> _WHAT NEEDS TO BE DONE_
Which of the lines in the data below contain the string "table"? Copy each of them.

************

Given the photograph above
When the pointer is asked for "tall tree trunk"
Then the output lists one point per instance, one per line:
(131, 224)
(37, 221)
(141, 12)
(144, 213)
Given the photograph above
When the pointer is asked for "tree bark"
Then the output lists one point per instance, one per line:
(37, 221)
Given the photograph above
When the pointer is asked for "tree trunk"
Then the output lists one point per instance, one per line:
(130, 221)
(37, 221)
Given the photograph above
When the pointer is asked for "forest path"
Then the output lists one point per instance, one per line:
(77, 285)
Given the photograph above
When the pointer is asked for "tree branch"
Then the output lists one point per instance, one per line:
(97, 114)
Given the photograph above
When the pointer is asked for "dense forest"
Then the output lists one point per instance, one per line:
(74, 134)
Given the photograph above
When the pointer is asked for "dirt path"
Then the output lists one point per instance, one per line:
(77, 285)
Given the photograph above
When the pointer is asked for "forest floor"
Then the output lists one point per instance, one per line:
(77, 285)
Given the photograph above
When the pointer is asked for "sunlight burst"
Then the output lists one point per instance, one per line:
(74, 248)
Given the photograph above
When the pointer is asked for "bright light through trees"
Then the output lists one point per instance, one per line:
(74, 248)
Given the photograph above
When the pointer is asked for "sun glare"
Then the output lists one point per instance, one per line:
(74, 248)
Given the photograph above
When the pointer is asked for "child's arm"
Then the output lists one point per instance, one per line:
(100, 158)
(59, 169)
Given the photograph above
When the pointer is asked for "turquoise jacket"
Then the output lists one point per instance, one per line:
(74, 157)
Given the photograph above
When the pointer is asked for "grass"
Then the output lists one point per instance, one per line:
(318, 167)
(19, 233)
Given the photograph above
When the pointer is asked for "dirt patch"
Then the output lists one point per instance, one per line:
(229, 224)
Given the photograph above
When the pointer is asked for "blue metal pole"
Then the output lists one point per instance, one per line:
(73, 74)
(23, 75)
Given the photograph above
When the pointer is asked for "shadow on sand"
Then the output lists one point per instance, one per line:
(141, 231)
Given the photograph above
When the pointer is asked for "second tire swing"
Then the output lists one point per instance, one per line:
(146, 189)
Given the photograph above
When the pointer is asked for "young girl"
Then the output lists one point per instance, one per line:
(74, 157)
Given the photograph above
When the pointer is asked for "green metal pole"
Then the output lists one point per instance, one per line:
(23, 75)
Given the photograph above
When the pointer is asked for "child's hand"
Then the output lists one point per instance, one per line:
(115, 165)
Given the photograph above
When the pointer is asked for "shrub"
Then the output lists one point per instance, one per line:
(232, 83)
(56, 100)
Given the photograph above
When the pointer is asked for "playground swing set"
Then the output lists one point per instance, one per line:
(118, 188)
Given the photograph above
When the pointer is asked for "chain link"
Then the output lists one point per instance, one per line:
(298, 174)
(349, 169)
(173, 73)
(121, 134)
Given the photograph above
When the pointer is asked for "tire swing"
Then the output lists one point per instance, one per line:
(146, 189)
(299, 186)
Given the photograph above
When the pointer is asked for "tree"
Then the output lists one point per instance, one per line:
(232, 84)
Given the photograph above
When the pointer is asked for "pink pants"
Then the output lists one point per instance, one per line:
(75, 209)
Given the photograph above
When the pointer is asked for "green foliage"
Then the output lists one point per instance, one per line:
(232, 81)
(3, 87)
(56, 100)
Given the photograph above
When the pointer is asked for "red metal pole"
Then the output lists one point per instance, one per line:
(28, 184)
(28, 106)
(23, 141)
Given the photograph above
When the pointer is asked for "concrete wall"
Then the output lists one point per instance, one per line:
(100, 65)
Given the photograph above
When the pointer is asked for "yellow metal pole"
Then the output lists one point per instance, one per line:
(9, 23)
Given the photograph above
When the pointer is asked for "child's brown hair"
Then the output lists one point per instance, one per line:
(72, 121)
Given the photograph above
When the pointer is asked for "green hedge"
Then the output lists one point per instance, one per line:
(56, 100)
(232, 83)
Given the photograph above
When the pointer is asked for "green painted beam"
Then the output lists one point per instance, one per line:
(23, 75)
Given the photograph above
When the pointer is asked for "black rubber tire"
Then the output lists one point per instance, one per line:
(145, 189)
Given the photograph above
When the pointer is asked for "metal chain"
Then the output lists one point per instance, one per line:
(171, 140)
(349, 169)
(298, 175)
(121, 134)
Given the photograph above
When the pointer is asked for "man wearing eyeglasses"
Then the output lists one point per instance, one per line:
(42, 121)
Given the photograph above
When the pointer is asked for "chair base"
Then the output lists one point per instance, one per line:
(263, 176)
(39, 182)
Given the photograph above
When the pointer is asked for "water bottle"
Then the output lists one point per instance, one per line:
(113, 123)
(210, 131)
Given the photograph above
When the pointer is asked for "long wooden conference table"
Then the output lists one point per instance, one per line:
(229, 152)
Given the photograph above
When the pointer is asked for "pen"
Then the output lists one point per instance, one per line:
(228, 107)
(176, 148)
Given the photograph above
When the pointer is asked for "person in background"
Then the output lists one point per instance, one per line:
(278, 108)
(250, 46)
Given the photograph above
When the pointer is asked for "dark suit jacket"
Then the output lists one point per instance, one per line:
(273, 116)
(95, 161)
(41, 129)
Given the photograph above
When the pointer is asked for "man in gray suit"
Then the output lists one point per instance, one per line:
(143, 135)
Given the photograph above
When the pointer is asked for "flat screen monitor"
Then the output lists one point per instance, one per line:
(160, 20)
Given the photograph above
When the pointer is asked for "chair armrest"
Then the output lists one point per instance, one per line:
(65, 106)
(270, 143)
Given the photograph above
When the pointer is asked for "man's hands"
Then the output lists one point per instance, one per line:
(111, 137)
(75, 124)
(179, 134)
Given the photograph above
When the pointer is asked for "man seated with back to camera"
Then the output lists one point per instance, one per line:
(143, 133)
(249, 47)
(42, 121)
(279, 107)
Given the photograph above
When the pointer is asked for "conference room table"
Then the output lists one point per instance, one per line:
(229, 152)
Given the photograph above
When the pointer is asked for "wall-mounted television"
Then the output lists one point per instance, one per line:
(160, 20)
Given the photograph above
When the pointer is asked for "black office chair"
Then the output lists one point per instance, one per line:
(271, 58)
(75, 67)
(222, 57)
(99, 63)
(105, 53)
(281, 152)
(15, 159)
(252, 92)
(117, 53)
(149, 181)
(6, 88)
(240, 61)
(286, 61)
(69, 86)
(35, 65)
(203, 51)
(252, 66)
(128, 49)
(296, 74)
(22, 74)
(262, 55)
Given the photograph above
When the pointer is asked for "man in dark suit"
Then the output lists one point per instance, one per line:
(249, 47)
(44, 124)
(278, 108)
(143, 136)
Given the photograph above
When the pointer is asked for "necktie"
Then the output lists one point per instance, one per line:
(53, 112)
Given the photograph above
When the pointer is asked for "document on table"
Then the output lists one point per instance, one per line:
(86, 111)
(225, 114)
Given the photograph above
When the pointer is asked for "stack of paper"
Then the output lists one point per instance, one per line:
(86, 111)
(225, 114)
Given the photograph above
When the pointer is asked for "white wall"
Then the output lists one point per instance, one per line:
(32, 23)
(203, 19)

************

> _RESULT OF THIS EXERCISE_
When the pointer is asked for "long wooden conference table"
When the pointer is asked for "conference room table"
When the pointer is asked for "document on table"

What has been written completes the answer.